When her kidneys were failing, she couldn’t urinate (contributing to the edema of lupus), her skin was covered in the classic “butterfly rash”, and her mouth was full of ulcers doctors kept telling her they didn’t have answers.
Dr. Z said that during this time in her life she could be vulnerable with anyone in her life. The pressure came crashing down on her shoulders, and the turning point came when she was admitted into a psychiatric ward. That week, she says that she started seeing reality for the first time in a while. Her whole family showed up for her and it moved her deeply. In her words, she was surrounded by the love she was avoiding, convinced that no one loved her and she wasn’t worthy.
Starting with nutrition, yoga, and hiking, she started to make small changes and noticed incremental improvements. One day she picked up a book titled ‘Lupus: Alternative Therapies That Work’ – the only one on the topic she could find at the time – and started eating a diet of brown rice and vegetables rather than the fast food she was used to. Her mother suggested she try acupuncture, and that’s when she found Michael Fox. After her very first treatment, she felt hopeful for the first time in years.
-=-=-=-=-
Tasks to complete.
[a] Set down the lupus passage word for word, starting at "Starting with nutrition, yoga, and" and ending at "time in years.".
[b] Decide whether each statement agrees with the lupus passage: (i) The book she picked up was the only one on the topic she could find at the time. (ii) Her father suggested she try acupuncture. (iii) She was admitted into a psychiatric ward. Answer yes or no for each, and quote the words of the lupus passage that decide it.

(Referring expression pointing data)
-=-=-=-=-
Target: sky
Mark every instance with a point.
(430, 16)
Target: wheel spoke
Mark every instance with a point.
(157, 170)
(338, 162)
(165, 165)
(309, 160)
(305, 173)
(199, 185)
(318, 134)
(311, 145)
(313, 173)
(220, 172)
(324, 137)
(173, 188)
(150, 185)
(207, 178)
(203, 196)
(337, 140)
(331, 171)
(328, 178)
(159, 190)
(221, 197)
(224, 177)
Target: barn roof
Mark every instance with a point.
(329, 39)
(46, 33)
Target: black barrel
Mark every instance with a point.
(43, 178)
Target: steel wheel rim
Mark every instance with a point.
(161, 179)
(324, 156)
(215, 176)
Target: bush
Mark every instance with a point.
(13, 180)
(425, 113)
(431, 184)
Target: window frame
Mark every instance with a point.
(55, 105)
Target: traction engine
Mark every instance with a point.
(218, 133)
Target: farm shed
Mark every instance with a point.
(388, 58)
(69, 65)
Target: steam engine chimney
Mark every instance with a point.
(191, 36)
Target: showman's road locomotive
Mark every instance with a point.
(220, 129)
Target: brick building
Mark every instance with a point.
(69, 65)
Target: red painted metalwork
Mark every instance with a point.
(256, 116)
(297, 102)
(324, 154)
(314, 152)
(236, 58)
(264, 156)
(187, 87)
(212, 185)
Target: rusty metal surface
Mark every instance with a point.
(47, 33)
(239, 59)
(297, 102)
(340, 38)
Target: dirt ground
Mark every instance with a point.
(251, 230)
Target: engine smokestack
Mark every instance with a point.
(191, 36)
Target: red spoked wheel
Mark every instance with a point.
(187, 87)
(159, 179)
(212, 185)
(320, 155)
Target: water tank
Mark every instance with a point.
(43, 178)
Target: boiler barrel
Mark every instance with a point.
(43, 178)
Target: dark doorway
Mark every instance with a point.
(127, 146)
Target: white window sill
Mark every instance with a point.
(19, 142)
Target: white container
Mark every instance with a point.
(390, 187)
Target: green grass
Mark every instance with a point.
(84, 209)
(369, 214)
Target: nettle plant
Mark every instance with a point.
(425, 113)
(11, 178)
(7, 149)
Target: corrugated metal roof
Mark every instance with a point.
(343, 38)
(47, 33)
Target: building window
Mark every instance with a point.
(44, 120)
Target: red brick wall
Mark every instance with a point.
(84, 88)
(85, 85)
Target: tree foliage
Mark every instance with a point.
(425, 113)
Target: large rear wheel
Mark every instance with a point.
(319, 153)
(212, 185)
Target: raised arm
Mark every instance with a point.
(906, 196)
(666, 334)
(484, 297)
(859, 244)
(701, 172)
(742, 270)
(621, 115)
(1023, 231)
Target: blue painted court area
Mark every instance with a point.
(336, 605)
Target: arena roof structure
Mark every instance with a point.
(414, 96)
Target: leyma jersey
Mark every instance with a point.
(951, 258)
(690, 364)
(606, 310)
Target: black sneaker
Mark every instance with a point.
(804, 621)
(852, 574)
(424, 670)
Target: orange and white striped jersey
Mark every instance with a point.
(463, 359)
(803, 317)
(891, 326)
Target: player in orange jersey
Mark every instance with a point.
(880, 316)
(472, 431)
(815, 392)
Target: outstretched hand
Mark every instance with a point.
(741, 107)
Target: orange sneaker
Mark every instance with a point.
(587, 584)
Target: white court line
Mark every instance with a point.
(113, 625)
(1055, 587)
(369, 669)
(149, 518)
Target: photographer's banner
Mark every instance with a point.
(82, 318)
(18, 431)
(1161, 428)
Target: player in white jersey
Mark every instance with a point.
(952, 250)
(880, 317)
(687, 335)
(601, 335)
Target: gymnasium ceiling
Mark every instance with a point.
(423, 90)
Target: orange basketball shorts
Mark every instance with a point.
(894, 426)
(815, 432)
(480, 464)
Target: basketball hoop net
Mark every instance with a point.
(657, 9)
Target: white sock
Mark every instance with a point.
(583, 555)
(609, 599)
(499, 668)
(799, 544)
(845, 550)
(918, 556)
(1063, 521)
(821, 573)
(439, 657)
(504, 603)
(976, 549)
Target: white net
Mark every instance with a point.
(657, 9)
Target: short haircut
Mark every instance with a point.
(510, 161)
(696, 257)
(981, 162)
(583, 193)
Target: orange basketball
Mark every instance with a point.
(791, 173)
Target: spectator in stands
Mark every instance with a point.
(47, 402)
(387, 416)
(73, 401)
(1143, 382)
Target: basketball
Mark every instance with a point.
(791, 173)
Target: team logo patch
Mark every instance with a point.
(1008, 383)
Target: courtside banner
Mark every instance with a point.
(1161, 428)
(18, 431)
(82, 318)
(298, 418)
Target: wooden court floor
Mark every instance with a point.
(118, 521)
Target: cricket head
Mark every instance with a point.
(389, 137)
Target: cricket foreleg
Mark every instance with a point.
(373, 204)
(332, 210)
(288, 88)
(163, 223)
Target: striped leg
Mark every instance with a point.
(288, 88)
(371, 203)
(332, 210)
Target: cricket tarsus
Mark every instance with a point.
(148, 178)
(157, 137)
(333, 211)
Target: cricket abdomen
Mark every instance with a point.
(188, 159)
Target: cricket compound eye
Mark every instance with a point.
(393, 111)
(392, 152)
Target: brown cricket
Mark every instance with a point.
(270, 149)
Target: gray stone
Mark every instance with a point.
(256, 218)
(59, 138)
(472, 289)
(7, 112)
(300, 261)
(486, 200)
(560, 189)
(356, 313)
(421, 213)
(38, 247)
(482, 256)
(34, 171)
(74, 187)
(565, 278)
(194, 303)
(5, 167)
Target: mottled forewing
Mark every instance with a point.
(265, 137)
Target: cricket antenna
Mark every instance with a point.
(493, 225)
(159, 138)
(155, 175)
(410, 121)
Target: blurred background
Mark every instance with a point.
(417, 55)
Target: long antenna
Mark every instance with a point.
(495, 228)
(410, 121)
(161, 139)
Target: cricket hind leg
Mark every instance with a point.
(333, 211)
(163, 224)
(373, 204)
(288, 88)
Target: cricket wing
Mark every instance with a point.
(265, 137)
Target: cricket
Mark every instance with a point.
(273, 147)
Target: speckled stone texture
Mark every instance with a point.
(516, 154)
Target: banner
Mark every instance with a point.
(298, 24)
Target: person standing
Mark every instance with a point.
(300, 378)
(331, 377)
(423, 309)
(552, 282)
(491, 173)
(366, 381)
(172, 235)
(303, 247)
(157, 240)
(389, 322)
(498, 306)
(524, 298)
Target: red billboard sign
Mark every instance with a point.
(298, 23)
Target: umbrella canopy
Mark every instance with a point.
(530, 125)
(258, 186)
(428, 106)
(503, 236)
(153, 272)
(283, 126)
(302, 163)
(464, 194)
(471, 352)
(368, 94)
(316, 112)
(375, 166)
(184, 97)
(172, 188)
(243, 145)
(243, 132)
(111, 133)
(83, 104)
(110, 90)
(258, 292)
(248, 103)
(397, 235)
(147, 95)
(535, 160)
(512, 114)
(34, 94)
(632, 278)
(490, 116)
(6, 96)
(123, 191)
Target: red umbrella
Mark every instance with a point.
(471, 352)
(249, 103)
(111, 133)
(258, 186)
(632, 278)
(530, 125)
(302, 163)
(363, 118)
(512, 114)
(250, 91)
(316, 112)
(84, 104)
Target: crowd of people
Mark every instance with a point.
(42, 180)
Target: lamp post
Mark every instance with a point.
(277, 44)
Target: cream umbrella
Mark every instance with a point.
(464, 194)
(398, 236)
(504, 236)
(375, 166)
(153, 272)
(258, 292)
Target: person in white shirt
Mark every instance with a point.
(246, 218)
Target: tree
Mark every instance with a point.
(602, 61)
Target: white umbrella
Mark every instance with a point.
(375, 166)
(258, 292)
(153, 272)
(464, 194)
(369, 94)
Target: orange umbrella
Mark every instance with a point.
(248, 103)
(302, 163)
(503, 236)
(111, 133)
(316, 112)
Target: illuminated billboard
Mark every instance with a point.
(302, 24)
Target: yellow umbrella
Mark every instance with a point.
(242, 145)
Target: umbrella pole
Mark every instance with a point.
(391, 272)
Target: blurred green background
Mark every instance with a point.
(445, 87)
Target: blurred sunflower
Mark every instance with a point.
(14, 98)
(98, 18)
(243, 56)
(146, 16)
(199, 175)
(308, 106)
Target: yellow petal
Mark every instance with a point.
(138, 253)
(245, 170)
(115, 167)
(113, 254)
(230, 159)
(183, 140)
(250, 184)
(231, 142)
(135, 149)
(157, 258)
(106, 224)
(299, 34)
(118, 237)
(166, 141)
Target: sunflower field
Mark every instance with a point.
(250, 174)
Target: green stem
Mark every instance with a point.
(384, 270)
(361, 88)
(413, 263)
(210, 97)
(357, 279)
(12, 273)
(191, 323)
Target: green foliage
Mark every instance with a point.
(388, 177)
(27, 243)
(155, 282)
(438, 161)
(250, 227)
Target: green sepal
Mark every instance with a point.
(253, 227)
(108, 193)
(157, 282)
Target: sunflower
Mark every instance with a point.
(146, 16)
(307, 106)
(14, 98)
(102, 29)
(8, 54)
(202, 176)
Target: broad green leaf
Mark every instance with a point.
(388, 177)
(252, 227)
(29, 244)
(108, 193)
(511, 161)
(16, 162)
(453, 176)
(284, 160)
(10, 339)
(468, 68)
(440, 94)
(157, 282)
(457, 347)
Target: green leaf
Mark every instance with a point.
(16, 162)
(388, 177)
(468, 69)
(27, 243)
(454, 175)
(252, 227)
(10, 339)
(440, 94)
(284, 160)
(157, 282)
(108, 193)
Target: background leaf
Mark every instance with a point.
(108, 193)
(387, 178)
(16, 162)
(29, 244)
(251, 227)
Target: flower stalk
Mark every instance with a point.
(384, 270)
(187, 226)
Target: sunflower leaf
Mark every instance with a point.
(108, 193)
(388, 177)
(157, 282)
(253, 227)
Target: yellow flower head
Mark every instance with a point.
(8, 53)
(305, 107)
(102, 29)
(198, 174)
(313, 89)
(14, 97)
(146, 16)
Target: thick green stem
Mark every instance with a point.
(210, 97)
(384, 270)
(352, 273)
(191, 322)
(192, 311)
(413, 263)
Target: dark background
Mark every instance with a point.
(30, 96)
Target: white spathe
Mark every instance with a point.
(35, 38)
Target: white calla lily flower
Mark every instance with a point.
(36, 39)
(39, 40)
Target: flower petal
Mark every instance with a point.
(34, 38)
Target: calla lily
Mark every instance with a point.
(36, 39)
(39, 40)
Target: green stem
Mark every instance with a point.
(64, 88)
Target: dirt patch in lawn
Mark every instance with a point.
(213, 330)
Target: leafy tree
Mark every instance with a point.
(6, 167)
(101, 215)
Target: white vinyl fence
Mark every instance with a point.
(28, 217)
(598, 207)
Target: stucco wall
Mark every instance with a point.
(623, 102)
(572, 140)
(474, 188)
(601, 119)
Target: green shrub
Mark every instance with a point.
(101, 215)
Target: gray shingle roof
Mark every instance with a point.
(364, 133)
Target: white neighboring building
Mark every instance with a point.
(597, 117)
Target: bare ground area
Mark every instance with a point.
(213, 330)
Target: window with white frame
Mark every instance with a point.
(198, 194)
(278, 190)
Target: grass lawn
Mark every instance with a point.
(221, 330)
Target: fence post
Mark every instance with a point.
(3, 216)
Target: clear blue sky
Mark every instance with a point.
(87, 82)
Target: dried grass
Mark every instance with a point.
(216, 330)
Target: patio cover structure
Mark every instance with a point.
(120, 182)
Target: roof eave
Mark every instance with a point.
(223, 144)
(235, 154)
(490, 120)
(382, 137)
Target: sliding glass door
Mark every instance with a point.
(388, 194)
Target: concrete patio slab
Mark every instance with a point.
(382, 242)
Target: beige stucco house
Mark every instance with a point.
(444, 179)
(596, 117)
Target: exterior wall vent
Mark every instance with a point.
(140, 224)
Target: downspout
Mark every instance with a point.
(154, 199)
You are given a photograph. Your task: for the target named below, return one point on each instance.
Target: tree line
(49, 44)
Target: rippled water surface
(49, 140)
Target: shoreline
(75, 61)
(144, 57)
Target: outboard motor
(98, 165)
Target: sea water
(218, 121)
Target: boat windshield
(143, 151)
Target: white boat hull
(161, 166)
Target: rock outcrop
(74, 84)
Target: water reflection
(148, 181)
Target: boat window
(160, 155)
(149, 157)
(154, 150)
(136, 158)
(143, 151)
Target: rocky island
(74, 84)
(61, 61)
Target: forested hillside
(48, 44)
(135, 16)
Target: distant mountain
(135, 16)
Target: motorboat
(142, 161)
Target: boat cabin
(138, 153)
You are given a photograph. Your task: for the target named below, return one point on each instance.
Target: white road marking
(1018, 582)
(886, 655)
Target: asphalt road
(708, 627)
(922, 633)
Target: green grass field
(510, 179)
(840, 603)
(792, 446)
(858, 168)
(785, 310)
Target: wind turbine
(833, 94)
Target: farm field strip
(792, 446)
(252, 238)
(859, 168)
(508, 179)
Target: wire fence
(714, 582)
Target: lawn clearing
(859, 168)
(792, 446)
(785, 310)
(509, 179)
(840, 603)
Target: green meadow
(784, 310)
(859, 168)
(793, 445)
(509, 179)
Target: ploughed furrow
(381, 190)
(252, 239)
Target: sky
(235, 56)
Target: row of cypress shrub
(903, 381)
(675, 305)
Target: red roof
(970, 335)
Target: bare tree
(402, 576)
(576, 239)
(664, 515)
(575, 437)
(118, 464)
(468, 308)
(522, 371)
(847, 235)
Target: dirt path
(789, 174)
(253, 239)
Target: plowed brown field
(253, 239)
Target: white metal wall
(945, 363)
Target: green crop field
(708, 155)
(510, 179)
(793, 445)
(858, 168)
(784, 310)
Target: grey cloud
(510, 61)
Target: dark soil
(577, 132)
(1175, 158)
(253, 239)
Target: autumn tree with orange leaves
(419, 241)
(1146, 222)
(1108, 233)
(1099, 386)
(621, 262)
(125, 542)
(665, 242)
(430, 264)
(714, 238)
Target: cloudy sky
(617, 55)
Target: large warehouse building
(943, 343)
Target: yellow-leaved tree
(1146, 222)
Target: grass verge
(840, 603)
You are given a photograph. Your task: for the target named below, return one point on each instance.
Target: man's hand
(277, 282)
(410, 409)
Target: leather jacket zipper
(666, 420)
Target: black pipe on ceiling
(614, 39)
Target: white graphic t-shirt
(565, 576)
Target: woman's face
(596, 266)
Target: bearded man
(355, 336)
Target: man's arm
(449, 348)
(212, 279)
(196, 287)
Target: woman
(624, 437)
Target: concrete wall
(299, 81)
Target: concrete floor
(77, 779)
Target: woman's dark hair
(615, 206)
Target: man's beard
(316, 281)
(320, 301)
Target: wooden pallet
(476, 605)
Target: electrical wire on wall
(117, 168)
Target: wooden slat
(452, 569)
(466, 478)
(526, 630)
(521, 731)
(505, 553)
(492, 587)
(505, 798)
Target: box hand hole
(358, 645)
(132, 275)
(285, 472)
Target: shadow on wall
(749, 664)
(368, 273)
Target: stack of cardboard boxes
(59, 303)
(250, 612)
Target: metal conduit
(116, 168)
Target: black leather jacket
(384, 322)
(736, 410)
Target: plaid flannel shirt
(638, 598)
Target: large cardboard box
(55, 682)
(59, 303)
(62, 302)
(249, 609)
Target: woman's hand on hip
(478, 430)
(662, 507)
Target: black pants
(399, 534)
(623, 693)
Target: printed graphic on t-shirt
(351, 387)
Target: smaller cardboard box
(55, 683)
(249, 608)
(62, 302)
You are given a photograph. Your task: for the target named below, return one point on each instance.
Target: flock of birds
-=-=-=-=-
Exercise answers.
[a]
Starting with nutrition, yoga, and hiking, she started to make small changes and noticed incremental improvements. One day she picked up a book titled ‘Lupus: Alternative Therapies That Work’ – the only one on the topic she could find at the time – and started eating a diet of brown rice and vegetables rather than the fast food she was used to. Her mother suggested she try acupuncture, and that’s when she found Michael Fox. After her very first treatment, she felt hopeful for the first time in years.

[b]
(i) Yes: "the only one on the topic she could find at the time"
(ii) No: "Her mother suggested she try acupuncture"
(iii) Yes: "the turning point came when she was admitted into a psychiatric ward"